PROBLEM STATEMENT
Return the listing word for word, as given.
_ _ _ _ _ _ _
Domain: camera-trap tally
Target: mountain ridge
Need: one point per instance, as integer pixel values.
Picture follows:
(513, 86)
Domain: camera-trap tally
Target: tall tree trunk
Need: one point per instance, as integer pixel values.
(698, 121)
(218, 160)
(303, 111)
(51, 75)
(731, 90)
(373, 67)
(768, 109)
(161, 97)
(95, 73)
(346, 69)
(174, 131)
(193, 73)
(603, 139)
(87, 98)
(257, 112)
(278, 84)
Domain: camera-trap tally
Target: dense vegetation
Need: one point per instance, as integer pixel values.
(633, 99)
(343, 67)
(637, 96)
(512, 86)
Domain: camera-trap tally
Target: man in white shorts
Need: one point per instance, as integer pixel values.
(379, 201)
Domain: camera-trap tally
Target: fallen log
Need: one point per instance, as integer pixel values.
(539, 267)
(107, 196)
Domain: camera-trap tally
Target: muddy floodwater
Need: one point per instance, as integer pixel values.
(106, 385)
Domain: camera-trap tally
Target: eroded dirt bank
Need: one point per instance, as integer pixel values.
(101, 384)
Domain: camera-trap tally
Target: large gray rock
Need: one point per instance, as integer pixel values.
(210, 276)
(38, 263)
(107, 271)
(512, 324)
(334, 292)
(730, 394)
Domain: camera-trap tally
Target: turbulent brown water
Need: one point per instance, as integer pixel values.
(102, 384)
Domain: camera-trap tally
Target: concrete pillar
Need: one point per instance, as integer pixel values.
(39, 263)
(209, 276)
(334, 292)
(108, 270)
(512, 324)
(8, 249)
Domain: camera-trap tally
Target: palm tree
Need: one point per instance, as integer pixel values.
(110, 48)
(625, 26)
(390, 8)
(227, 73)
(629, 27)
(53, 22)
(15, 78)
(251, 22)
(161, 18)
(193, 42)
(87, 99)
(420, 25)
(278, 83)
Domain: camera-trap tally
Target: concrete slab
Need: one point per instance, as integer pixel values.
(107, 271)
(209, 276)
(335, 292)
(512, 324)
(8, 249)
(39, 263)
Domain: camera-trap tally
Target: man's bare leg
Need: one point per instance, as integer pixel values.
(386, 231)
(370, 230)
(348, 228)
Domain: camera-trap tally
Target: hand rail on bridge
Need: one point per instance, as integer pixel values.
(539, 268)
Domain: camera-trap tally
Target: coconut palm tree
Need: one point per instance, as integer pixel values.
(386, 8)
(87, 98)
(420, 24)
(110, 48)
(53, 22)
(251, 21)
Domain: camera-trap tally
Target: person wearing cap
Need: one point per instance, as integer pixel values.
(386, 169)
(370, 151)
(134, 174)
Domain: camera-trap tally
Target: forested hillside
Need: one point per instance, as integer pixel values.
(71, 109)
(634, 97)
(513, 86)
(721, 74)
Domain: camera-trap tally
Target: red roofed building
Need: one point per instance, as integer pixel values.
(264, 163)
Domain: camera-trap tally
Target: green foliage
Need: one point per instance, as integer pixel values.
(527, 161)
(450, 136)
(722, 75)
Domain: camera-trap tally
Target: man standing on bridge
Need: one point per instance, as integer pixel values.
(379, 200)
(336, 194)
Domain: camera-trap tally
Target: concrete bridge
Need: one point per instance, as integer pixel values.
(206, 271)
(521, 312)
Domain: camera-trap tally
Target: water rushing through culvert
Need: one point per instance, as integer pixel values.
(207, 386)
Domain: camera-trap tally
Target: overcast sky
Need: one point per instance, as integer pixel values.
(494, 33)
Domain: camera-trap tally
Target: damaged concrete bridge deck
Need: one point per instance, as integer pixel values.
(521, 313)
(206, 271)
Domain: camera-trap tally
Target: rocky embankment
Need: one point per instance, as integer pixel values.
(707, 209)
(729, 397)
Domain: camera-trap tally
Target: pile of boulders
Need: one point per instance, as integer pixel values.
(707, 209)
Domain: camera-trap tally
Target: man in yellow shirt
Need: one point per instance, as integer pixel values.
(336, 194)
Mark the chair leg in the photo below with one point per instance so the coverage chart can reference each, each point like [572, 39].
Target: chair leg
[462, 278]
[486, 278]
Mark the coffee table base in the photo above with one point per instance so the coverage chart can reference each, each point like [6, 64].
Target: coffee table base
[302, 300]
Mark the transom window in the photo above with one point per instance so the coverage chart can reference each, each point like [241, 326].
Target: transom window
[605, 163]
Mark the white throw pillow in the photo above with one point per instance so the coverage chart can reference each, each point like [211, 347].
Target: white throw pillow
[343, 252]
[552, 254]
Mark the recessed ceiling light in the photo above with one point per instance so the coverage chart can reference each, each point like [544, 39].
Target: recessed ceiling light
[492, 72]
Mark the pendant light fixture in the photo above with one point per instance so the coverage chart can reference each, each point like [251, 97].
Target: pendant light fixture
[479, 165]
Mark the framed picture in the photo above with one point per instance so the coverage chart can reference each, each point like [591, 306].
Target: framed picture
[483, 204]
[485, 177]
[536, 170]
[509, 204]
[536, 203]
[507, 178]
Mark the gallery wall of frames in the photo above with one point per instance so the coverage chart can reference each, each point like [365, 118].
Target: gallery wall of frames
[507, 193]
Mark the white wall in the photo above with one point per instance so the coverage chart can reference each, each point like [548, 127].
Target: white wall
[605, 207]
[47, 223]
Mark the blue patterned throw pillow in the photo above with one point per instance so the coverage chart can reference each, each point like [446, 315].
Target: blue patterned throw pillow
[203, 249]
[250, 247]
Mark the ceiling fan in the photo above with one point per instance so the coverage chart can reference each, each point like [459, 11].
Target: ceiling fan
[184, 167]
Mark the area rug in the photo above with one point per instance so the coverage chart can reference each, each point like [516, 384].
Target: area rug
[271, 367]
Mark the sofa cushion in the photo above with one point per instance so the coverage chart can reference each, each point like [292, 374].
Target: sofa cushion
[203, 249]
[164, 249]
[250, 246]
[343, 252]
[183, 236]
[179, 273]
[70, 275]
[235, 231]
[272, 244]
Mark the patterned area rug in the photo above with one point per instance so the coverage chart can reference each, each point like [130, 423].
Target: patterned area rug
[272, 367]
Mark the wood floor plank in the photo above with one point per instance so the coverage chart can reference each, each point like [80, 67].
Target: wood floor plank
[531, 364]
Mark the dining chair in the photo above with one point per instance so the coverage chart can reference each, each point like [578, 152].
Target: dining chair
_ _ _ _ _ _ _
OUTPUT OF THE TASK
Domain: camera-trap tally
Target: mountain ridge
Need: one point per instance, as integer pixel values.
Picture follows:
(513, 86)
Domain: camera-trap tally
Target: tall tree trunk
Need: one point per instance, as integer pixel values.
(698, 121)
(218, 160)
(303, 111)
(51, 75)
(731, 90)
(373, 67)
(768, 109)
(161, 97)
(95, 73)
(346, 69)
(174, 131)
(193, 73)
(603, 139)
(87, 98)
(257, 112)
(278, 84)
Domain: camera-trap tally
Target: dense vegetation
Need: one point per instance, as integer pixel values.
(633, 99)
(343, 67)
(637, 96)
(512, 86)
Domain: camera-trap tally
Target: man in white shorts
Need: one point per instance, as integer pixel values.
(379, 201)
Domain: camera-trap tally
Target: fallen log
Need: one point per instance, as integer pixel values.
(539, 267)
(107, 196)
Domain: camera-trap tally
Target: muddy floodwater
Need: one point per instance, as integer pixel values.
(106, 385)
Domain: camera-trap tally
Target: eroded dirt bank
Need: one point per instance, as integer pixel values.
(101, 384)
Domain: camera-trap tally
Target: large gray rock
Need: one point per instance, as integer pixel values.
(210, 276)
(38, 263)
(107, 271)
(512, 324)
(334, 292)
(730, 394)
Domain: camera-trap tally
Target: turbulent brown water
Need: one point per instance, as integer pixel values.
(102, 384)
Domain: camera-trap tally
Target: concrete pillar
Need: one point per instance, as integer pixel values.
(39, 263)
(209, 276)
(334, 292)
(108, 270)
(512, 324)
(8, 249)
Domain: camera-trap tally
Target: palm tree
Need: one point per instance, as integer pixel values.
(110, 48)
(625, 26)
(390, 8)
(227, 73)
(629, 27)
(53, 22)
(15, 78)
(251, 22)
(161, 18)
(193, 42)
(87, 99)
(420, 25)
(278, 83)
Domain: camera-trap tally
Target: concrete slab
Need: one point per instance, as integer pixel values.
(107, 271)
(209, 276)
(335, 292)
(512, 324)
(8, 249)
(39, 263)
Domain: camera-trap tally
Target: man's bare leg
Need: one point per instance, as integer pixel values.
(386, 231)
(370, 230)
(348, 228)
Domain: camera-trap tally
Target: hand rail on bridge
Need: one point per instance, as integer pixel values.
(539, 268)
Domain: camera-trap tally
Target: coconut palm tree
Need: one point per instance, as integer pixel values.
(386, 8)
(87, 98)
(420, 24)
(110, 48)
(53, 22)
(251, 21)
Domain: camera-trap tally
Target: person wearing cap
Need: one point per instance, as integer pixel values.
(386, 169)
(370, 151)
(134, 174)
Domain: camera-trap tally
Target: forested hillside
Need: one point per instance, as integer pixel values.
(71, 109)
(634, 97)
(513, 86)
(721, 74)
Domain: camera-trap tally
Target: red roofed building
Need: one point per instance, as integer pixel values.
(264, 163)
Domain: camera-trap tally
Target: green foliage
Need: one point per instance, as integer pixel values.
(527, 161)
(450, 136)
(722, 75)
Domain: camera-trap tally
Target: man standing on bridge
Need: one point per instance, as integer pixel values.
(379, 200)
(336, 194)
Domain: camera-trap tally
Target: concrete bridge
Need: one point per instance, as integer pixel values.
(206, 271)
(521, 312)
Domain: camera-trap tally
Target: water rushing through culvert
Need: one point per instance, as integer pixel values.
(207, 386)
Domain: camera-trap tally
Target: overcast sky
Need: one point per instance, as integer pixel values.
(494, 33)
Domain: camera-trap tally
Target: damaged concrete bridge deck
Need: one point per instance, as integer pixel values.
(521, 313)
(206, 271)
Domain: camera-trap tally
Target: rocky embankment
Need: one point per instance, as integer pixel values.
(707, 209)
(729, 397)
Domain: camera-trap tally
Target: pile of boulders
Need: one point per instance, as integer pixel values.
(707, 209)
Domain: camera-trap tally
Target: man in yellow shirt
Need: one point per instance, as integer pixel values.
(336, 194)
Mark the chair leg in the photo below with one point per instance so the coverage chart can reference each, each point like [572, 39].
Target: chair leg
[462, 278]
[486, 278]
Mark the coffee table base in the photo above with one point per instance so the coverage chart can reference each, each point like [6, 64].
Target: coffee table base
[302, 300]
Mark the transom window in the photo above with one point per instance so the coverage chart can reference each, each point like [241, 326].
Target: transom window
[605, 163]
Mark the white throw pillow in the photo above with one point per instance so the coverage chart can reference each, each point like [211, 347].
Target: white throw pillow
[343, 252]
[552, 254]
Mark the recessed ceiling light in the photo above with one point per instance so the coverage chart can reference each, each point like [544, 39].
Target: recessed ceiling light
[492, 72]
Mark the pendant light fixture in the photo above with one point per instance so the coverage chart can reference each, each point like [251, 97].
Target: pendant light fixture
[479, 165]
Mark the framed picture in the photo above with one point per instance so the coverage chart can reference each, each point like [591, 306].
Target: framed picture
[483, 204]
[485, 177]
[536, 170]
[509, 204]
[536, 203]
[507, 178]
Mark the gallery wall of frames in the photo above with one point per instance so the coverage chart can reference each, each point like [365, 118].
Target: gallery wall of frames
[507, 193]
Mark the white wall in the photo above with one point per instance so the coverage chart can reference each, each point like [548, 127].
Target: white wall
[605, 207]
[47, 223]
Mark the blue patterned throw pillow in the photo above with one point per instance so the coverage chart can reference each, each point like [446, 315].
Target: blue patterned throw pillow
[203, 249]
[250, 247]
Mark the ceiling fan in the photo above with one point per instance so the coverage chart can reference each, each point like [459, 11].
Target: ceiling fan
[184, 167]
Mark the area rug in the photo above with one point per instance so the coverage chart can reference each, each point like [516, 384].
Target: area rug
[271, 367]
Mark the sofa cushion in the photo above with one point per instance so the coverage chart can reference each, each point like [292, 374].
Target: sofa cushion
[203, 249]
[164, 249]
[250, 246]
[343, 252]
[183, 236]
[179, 273]
[70, 275]
[235, 231]
[272, 244]
Mark the patterned area rug in the photo above with one point per instance so the coverage chart can reference each, each point like [130, 423].
Target: patterned area rug
[272, 367]
Mark the wood floor plank in the photo above with one point per instance so the coverage chart can reference each, each point like [80, 67].
Target: wood floor plank
[531, 364]
Mark the dining chair in the photo above with one point per instance so the coverage chart can reference each, each point like [578, 152].
Target: dining chair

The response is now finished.